▶ _Exercise objective_
Copy out every line of the data below word for word, leaving out the pictures.

▶ _Excerpted records_

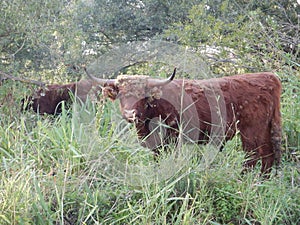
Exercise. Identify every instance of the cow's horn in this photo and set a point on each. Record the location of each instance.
(99, 81)
(156, 82)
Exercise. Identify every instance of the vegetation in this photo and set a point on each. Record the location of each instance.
(86, 166)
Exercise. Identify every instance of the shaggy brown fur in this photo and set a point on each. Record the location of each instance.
(48, 99)
(249, 103)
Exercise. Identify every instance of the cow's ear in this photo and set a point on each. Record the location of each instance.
(110, 91)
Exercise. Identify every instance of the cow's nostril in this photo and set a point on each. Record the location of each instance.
(130, 115)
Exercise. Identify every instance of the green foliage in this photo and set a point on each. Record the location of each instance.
(239, 36)
(86, 166)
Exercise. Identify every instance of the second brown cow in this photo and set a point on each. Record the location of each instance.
(49, 99)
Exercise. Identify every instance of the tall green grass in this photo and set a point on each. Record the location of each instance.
(86, 167)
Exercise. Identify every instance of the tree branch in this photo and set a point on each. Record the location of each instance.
(5, 76)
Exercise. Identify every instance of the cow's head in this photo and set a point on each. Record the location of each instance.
(135, 93)
(48, 99)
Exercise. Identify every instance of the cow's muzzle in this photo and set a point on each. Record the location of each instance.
(131, 115)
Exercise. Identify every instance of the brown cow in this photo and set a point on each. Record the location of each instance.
(209, 109)
(49, 99)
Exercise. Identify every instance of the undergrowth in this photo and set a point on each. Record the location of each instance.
(86, 167)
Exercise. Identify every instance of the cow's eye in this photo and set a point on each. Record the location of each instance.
(148, 105)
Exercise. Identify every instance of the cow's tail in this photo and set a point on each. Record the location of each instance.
(276, 134)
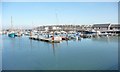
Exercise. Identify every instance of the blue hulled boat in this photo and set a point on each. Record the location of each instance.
(12, 35)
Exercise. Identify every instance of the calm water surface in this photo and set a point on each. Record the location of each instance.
(86, 54)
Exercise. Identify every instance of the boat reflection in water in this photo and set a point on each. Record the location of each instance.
(86, 54)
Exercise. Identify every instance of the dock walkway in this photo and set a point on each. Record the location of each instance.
(44, 39)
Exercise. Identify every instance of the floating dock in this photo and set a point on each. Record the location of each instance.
(44, 39)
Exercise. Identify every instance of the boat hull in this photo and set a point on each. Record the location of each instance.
(12, 35)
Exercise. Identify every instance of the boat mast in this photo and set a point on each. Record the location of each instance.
(11, 24)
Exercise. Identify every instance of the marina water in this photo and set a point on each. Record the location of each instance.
(22, 53)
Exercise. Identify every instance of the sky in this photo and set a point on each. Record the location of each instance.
(33, 14)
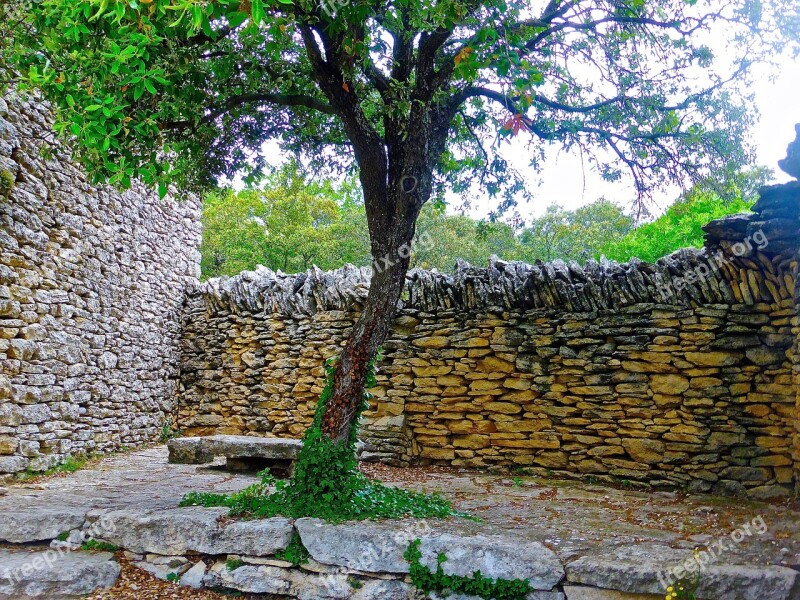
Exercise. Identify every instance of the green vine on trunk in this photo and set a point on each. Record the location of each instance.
(327, 483)
(477, 585)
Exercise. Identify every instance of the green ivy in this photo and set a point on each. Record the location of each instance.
(97, 546)
(7, 181)
(477, 585)
(234, 563)
(327, 483)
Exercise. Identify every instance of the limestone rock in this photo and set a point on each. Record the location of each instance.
(636, 569)
(54, 576)
(378, 547)
(196, 529)
(196, 450)
(38, 523)
(193, 577)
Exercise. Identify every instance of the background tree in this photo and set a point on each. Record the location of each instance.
(681, 225)
(573, 235)
(290, 225)
(407, 90)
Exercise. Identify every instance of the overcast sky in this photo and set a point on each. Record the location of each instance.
(563, 180)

▶ _Response_
Exercise. Identify every instance of the cow's horn in this photo and set a point on each. Record the location of each instance.
(99, 81)
(156, 82)
Exercise. Identify every instance of the vegetation in this photo and set a point on each. Record the location of each instance.
(86, 166)
Exercise. Identify every instance of the shaggy brown fur in this photo and set a point on each. Record the location of each instance.
(48, 99)
(249, 103)
Exercise. Identify every instance of the cow's ear in this photo and set a point on each. Record the location of each instance.
(110, 91)
Exercise. Identify every instance of the cow's nostril in this photo and set a point on each. Record the location of each instance.
(130, 115)
Exercise. Identify every instance of the green foliage in this photo and set a point on each. Record the location of each instance.
(239, 36)
(86, 166)
Exercise. Identify every instance of the second brown cow in this photo and set a point on each. Record the location of each instance.
(49, 99)
Exercise. Identify every instance of the tall green grass in this photo and set a point on each. Record the location of each instance.
(86, 167)
Exercise. Identify every instance of the tree branch in this photo and set a point on each. Record the location of each instance.
(5, 76)
Exercise. Identify every instance of the cow's head in this photo and set a point on each. Record the location of each instance.
(135, 93)
(48, 99)
Exercise. Identify every instance of the cow's muzzle in this photo and set a point on each. Record the location of each instance.
(131, 115)
Exercise. Identify every instance of the brown cow in this photo and set a point on each. Record the location of each instance.
(209, 109)
(49, 99)
Exercise. Identify every instance of the undergrowth in this photo and set a point on each. Record the location of each instance.
(86, 167)
Exercise. Identify every instance of the cow's eye in this photo and set a point on each. Record the location of each instance.
(148, 105)
Exercise. Identify every instance of the cow's tail in this photo and set a point on each. Record the location of each instance.
(276, 134)
Exercise. Identify every instance of the blue hulled boat in this photo and set a point on each. Record the location of each instance.
(12, 35)
Exercise. Identify every instance of the calm water surface in this photo and set a point on each. Record the location of each instance.
(86, 54)
Exercise. Identify every instance of the boat reflection in water in this photo and set a point on each. Record the location of each instance.
(86, 54)
Exercise. Identify every instance of the dock walkway in this photo and set a point on each. Record the location of each instance.
(44, 39)
Exercise. Identify every instance of the floating dock in this photo and set a point on each. Record the location of each instance.
(44, 39)
Exercise. Identify every instance of the boat hull in this photo and set a point on each. Record the location of each instance.
(12, 35)
Exercise. Identify every instance of the boat mast in this photo and set a point on each. Record the location of each instance.
(11, 24)
Exercise. Identify every instance of the marina water in this photo and set a point on each. Record the location of each instance.
(22, 53)
Exercise. Identify every instance of the sky in this photo and set a point on each. Record the location of each instance.
(33, 14)
Exercise. Identify every instance of the green vine on trunk in this photo and set a point on each. Record the location of each instance.
(327, 483)
(477, 585)
Exercise. Identify every instance of the green ivy in this photo and set a point on each. Record the location of each instance.
(97, 546)
(7, 181)
(477, 585)
(234, 563)
(327, 483)
Exercise. Identify every instance of the limestone rock in this photo and set a point on each. Record the location of each instance.
(636, 569)
(54, 576)
(378, 547)
(196, 529)
(196, 450)
(38, 523)
(193, 577)
Exercise. Identify every instance of the background tree in this photo and set a point on each. Record the location of each instance.
(681, 225)
(573, 235)
(290, 225)
(407, 90)
Exercise. Identify every instance of the overcast sky in this photo and set a point on each. Record the location of each instance.
(563, 180)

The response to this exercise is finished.